- WHAT THE TASK ASKS: Without the pictures, set down the records below word for word.

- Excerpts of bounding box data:

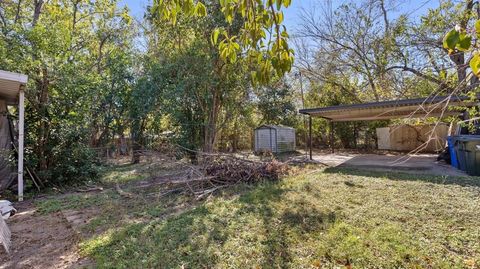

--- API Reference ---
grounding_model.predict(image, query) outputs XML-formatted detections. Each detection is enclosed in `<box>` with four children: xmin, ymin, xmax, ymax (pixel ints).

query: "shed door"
<box><xmin>255</xmin><ymin>129</ymin><xmax>273</xmax><ymax>151</ymax></box>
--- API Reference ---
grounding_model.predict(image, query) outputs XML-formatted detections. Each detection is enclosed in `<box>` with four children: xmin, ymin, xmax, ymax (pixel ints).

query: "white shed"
<box><xmin>255</xmin><ymin>125</ymin><xmax>295</xmax><ymax>153</ymax></box>
<box><xmin>0</xmin><ymin>70</ymin><xmax>28</xmax><ymax>201</ymax></box>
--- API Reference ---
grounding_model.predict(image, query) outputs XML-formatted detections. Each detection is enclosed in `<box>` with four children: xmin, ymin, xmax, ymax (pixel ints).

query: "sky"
<box><xmin>121</xmin><ymin>0</ymin><xmax>440</xmax><ymax>31</ymax></box>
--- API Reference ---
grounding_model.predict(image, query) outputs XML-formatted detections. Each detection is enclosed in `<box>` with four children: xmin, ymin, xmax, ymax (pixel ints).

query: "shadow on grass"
<box><xmin>324</xmin><ymin>167</ymin><xmax>480</xmax><ymax>187</ymax></box>
<box><xmin>81</xmin><ymin>179</ymin><xmax>336</xmax><ymax>268</ymax></box>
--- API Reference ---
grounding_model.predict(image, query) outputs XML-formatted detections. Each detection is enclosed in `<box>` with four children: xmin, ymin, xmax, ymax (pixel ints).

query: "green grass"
<box><xmin>81</xmin><ymin>170</ymin><xmax>480</xmax><ymax>268</ymax></box>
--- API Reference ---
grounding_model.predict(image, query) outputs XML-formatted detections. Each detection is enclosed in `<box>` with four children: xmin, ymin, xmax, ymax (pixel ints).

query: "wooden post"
<box><xmin>330</xmin><ymin>121</ymin><xmax>335</xmax><ymax>153</ymax></box>
<box><xmin>18</xmin><ymin>86</ymin><xmax>25</xmax><ymax>201</ymax></box>
<box><xmin>308</xmin><ymin>116</ymin><xmax>313</xmax><ymax>160</ymax></box>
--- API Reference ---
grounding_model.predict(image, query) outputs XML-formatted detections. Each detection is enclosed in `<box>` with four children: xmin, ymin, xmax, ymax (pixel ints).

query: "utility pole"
<box><xmin>295</xmin><ymin>71</ymin><xmax>312</xmax><ymax>157</ymax></box>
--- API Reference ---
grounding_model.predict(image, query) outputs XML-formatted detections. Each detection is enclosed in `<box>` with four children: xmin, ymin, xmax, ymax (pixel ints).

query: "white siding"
<box><xmin>377</xmin><ymin>127</ymin><xmax>390</xmax><ymax>149</ymax></box>
<box><xmin>277</xmin><ymin>128</ymin><xmax>295</xmax><ymax>152</ymax></box>
<box><xmin>255</xmin><ymin>129</ymin><xmax>275</xmax><ymax>152</ymax></box>
<box><xmin>255</xmin><ymin>126</ymin><xmax>296</xmax><ymax>153</ymax></box>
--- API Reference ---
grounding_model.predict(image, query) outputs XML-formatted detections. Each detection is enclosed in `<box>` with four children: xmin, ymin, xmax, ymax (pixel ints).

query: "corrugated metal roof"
<box><xmin>299</xmin><ymin>93</ymin><xmax>480</xmax><ymax>121</ymax></box>
<box><xmin>255</xmin><ymin>124</ymin><xmax>294</xmax><ymax>130</ymax></box>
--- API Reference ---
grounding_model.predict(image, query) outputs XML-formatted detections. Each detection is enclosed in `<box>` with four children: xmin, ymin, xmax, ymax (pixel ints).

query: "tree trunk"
<box><xmin>203</xmin><ymin>89</ymin><xmax>220</xmax><ymax>152</ymax></box>
<box><xmin>36</xmin><ymin>68</ymin><xmax>49</xmax><ymax>170</ymax></box>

- TASK RESULT:
--- API Reference ---
grounding_model.predict(image, query) outputs XML-formatted detections. Each detection is enclosed in `<box>` with four children: xmin, ymin, xmax, ymax (pixel ints).

query: "shed door"
<box><xmin>255</xmin><ymin>129</ymin><xmax>273</xmax><ymax>151</ymax></box>
--- API Reference ---
grounding_model.predict(image, query) outputs XML-formatted detections. Each detection is enclosed in `<box>` with four children: xmin, ymin, xmax, ymax (pixel ints).

query: "white shed"
<box><xmin>255</xmin><ymin>125</ymin><xmax>295</xmax><ymax>153</ymax></box>
<box><xmin>0</xmin><ymin>70</ymin><xmax>28</xmax><ymax>201</ymax></box>
--- API Reference ---
grounding_model.predict(image, query) outputs XML-formatted detections. Each detection is enclosed in `<box>` with four children: xmin, ymin, xmax, ymax (pixel ints).

query: "sky"
<box><xmin>121</xmin><ymin>0</ymin><xmax>440</xmax><ymax>31</ymax></box>
--- API Reference ---
grounding_model.predict(image, query) outputs XML-formatted detections. Each detection is enclosed in `<box>` with four children: xmin, ymin, xmax, ymax (pixel ints).

query: "shadow on grass"
<box><xmin>324</xmin><ymin>167</ymin><xmax>480</xmax><ymax>187</ymax></box>
<box><xmin>81</xmin><ymin>179</ymin><xmax>336</xmax><ymax>268</ymax></box>
--- API Reference ---
grounding_model.predict(image, query) outputs XML-formatted detections. Each detection is enclosed in `<box>` with four children: xmin, ymin, xmax, ymax (pixel ints).

query: "green grass"
<box><xmin>81</xmin><ymin>170</ymin><xmax>480</xmax><ymax>268</ymax></box>
--- API Reference ---
grounding_model.predict(image, query) outputs XML-formatted detections. Each detection is enclosed in `<box>` with four children: xmin, ymin, xmax, ymax (pixel ints).

query: "wooden post"
<box><xmin>330</xmin><ymin>121</ymin><xmax>335</xmax><ymax>153</ymax></box>
<box><xmin>18</xmin><ymin>86</ymin><xmax>25</xmax><ymax>201</ymax></box>
<box><xmin>308</xmin><ymin>116</ymin><xmax>313</xmax><ymax>160</ymax></box>
--- API Reference ---
grounding_model.predict(image, query) outputs XML-formatted detections. Each detection is enclosed in `<box>` with four children: xmin, ymin, xmax, ymax (pixel ints).

query: "utility pole"
<box><xmin>295</xmin><ymin>71</ymin><xmax>312</xmax><ymax>157</ymax></box>
--- API Reference ---
grounding_model.predict(image, query) outputs XML-formatted detections. Each detection is enclosed in `<box>` with four children: xmin, ymin, xmax, ymax (pixel ints).

query: "white siding"
<box><xmin>377</xmin><ymin>127</ymin><xmax>390</xmax><ymax>149</ymax></box>
<box><xmin>277</xmin><ymin>128</ymin><xmax>295</xmax><ymax>152</ymax></box>
<box><xmin>255</xmin><ymin>129</ymin><xmax>275</xmax><ymax>152</ymax></box>
<box><xmin>255</xmin><ymin>126</ymin><xmax>296</xmax><ymax>153</ymax></box>
--- API Reference ---
grounding_model.predict(image, query) outputs XML-formatted detections. Each detection is enclosed in `<box>` with four children: xmin, ymin, xmax, ymax (pixel ints).

query: "corrugated metal roof"
<box><xmin>299</xmin><ymin>93</ymin><xmax>480</xmax><ymax>121</ymax></box>
<box><xmin>255</xmin><ymin>124</ymin><xmax>294</xmax><ymax>130</ymax></box>
--- API Reference ---
grounding_model.predict(image, query) outputs XML-formatted detections. Each detection is enclosed in `<box>` with four children: xmin, ymin, xmax, ymax (pixel ints).

query: "tree trunk"
<box><xmin>203</xmin><ymin>89</ymin><xmax>220</xmax><ymax>152</ymax></box>
<box><xmin>36</xmin><ymin>68</ymin><xmax>49</xmax><ymax>170</ymax></box>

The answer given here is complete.